• _Work to complete_
Transcribe each of the records below line for line, changing nothing.

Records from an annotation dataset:
------

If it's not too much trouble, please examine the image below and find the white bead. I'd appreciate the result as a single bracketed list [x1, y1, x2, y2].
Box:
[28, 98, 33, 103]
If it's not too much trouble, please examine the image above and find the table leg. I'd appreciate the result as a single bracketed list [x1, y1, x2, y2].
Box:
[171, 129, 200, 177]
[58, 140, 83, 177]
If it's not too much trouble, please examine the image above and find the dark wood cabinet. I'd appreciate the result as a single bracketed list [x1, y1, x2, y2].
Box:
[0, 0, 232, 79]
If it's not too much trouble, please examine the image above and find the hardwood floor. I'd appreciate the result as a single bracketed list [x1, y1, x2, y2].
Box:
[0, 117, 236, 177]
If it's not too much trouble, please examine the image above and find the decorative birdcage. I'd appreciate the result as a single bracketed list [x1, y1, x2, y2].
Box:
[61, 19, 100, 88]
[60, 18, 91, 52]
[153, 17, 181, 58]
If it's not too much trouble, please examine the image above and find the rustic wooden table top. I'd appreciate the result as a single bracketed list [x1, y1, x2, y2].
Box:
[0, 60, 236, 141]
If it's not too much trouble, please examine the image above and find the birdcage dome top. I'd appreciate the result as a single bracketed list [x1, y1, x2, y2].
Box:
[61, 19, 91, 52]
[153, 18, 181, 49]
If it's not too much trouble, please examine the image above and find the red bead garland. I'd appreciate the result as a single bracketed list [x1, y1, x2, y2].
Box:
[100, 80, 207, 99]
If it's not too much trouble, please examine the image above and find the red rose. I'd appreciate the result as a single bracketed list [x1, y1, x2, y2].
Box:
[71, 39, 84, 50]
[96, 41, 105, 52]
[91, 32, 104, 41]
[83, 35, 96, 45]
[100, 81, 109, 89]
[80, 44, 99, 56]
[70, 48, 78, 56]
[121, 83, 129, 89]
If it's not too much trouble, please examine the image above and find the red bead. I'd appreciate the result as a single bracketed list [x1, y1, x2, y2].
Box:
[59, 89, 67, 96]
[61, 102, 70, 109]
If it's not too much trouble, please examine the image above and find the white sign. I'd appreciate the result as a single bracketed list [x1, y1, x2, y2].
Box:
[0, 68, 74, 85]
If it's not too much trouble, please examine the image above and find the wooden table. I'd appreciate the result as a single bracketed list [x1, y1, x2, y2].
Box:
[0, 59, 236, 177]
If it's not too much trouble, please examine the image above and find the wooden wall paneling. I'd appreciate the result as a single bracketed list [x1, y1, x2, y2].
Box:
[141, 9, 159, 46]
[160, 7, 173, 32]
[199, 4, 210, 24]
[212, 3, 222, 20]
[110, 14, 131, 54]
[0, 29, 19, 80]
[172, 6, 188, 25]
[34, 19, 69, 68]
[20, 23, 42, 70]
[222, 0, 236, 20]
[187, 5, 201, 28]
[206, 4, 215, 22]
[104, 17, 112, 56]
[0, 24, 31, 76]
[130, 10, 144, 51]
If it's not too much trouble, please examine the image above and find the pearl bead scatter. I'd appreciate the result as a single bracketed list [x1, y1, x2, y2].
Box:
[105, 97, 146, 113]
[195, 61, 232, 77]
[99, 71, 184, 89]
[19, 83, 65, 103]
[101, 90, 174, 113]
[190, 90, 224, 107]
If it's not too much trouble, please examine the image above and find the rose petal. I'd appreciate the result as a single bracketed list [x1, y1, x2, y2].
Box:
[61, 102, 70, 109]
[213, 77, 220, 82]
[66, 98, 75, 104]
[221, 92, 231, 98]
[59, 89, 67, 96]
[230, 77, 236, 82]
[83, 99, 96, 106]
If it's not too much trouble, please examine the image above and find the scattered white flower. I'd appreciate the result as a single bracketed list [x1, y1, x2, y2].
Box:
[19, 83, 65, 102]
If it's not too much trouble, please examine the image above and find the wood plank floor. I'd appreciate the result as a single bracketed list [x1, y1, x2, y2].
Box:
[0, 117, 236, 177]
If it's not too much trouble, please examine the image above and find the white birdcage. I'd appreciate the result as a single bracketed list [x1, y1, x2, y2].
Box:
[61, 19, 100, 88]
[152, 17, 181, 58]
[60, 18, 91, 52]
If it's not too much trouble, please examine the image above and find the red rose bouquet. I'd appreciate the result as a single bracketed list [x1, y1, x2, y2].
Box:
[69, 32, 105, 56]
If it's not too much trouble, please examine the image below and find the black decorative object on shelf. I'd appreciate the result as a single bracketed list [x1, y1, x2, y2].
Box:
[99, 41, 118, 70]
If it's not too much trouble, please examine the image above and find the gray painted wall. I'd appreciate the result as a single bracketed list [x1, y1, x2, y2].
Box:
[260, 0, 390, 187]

------

• _Answer to this task_
If it's not too much trouble, please examine the image below and find the white bead. I'd appreciate the result as a single bracketed list [x1, y1, x2, y2].
Box:
[28, 98, 33, 103]
If it's not too much trouble, please examine the image above and find the table leg. I'd appreciate the result as a single bracketed list [x1, y1, x2, y2].
Box:
[171, 129, 200, 177]
[58, 140, 83, 177]
If it's not too much trouble, please examine the image above and find the dark wood cabinet. I'd appreciate the result as a single bracketed list [x1, y1, x2, y2].
Box:
[0, 0, 232, 79]
If it's not too much trouble, please examine the image above and find the hardwood floor. I'd appreciate the result as a single bracketed list [x1, y1, x2, y2].
Box:
[0, 117, 236, 177]
If it's not too much trouble, please examine the image above and find the decorative birdcage. I'd appreciate the result as a single bracketed list [x1, y1, x2, y2].
Box:
[61, 19, 100, 88]
[60, 18, 91, 52]
[153, 17, 181, 58]
If it's not too much trouble, please examine the image above and find the rustic wooden table top. I'd appreciate the result as a single bracketed list [x1, y1, x2, y2].
Box:
[0, 60, 236, 141]
If it's not too much trouble, please examine the image above and find the birdcage dome top. I'd appreciate the result as a single bracketed list [x1, y1, x2, y2].
Box:
[61, 19, 91, 52]
[153, 18, 181, 49]
If it's not too much trouble, please examine the image above and find the red bead garland. I'd appreciate the result as a single bracketed list [x1, y1, x2, y2].
Box:
[100, 80, 207, 99]
If it's not too much trouble, please examine the image above and find the red rose. I'd appreciate the result as a single bracketed list [x1, y1, x2, y2].
Box:
[71, 39, 84, 50]
[96, 41, 105, 52]
[91, 32, 104, 41]
[83, 35, 96, 45]
[100, 81, 109, 89]
[80, 44, 99, 56]
[70, 48, 78, 56]
[121, 83, 129, 89]
If it's not too much trouble, please examine the image above and find the red bead. I'd appreciate the result as a single bracketed list [x1, y1, x2, y2].
Box:
[59, 89, 67, 96]
[61, 102, 70, 109]
If it's not too much trouble, please examine the image above and find the white sign. I'd appreciate the result as a single bracketed list [x1, y1, x2, y2].
Box:
[0, 68, 74, 85]
If it's not too much trouble, please examine the image above and find the wooden table. I'd appreciate the result as a single bracketed list [x1, y1, x2, y2].
Box:
[0, 59, 236, 177]
If it's not too much trouble, please examine the image above and find the wooden wall paneling. I'd appreciate the result as a single bracketed list [x1, y1, x2, y2].
Box:
[141, 9, 159, 46]
[160, 7, 173, 32]
[199, 4, 210, 24]
[212, 3, 222, 20]
[110, 14, 131, 54]
[0, 29, 19, 80]
[172, 6, 188, 25]
[34, 19, 69, 68]
[20, 23, 42, 70]
[222, 0, 236, 20]
[187, 5, 201, 28]
[206, 4, 215, 22]
[104, 17, 112, 56]
[0, 24, 31, 76]
[130, 10, 144, 51]
If it's not too much trouble, please examine the image above and find the pearl bead scatter. I'd appreciate the result as a single bracketed list [x1, y1, x2, y2].
Box:
[105, 97, 146, 113]
[195, 61, 232, 77]
[99, 71, 184, 89]
[19, 83, 65, 103]
[101, 90, 174, 113]
[190, 90, 224, 107]
If it's not too much trouble, please examine the image above and find the rose petal. I'd appreciate the result as a single bracketed list [x1, y1, x2, y2].
Box:
[61, 102, 70, 109]
[213, 77, 220, 82]
[66, 98, 75, 104]
[221, 92, 231, 98]
[59, 89, 67, 96]
[230, 77, 236, 82]
[83, 99, 96, 106]
If it's not too much trouble, please examine the image above and find the scattered white flower. I'd appreciate the result as a single bracketed list [x1, y1, x2, y2].
Box:
[19, 83, 65, 102]
If it's not too much trouble, please examine the image above and find the wood plank floor. I'd appreciate the result as a single bracketed list [x1, y1, x2, y2].
Box:
[0, 117, 236, 177]
If it's not too much trouble, please examine the image above and find the white birdcage. I'd appreciate the result as a single bracketed list [x1, y1, x2, y2].
Box:
[61, 19, 100, 88]
[152, 17, 181, 58]
[60, 18, 91, 52]
If it's not too much trouble, please examine the image above and find the red rose bouquet. I'd appreciate the result as a single bracketed list [x1, y1, x2, y2].
Box:
[69, 32, 105, 56]
If it's not too much trouble, please examine the image below and find the black decorative object on shelf. I'd appreciate the result as a single bracketed list [x1, y1, x2, y2].
Box:
[99, 41, 118, 70]
If it's not too much trouble, please examine the image above and find the gray painted wall. I'd appreciate the result as a single bracketed list [x1, y1, x2, y2].
Box:
[260, 0, 390, 187]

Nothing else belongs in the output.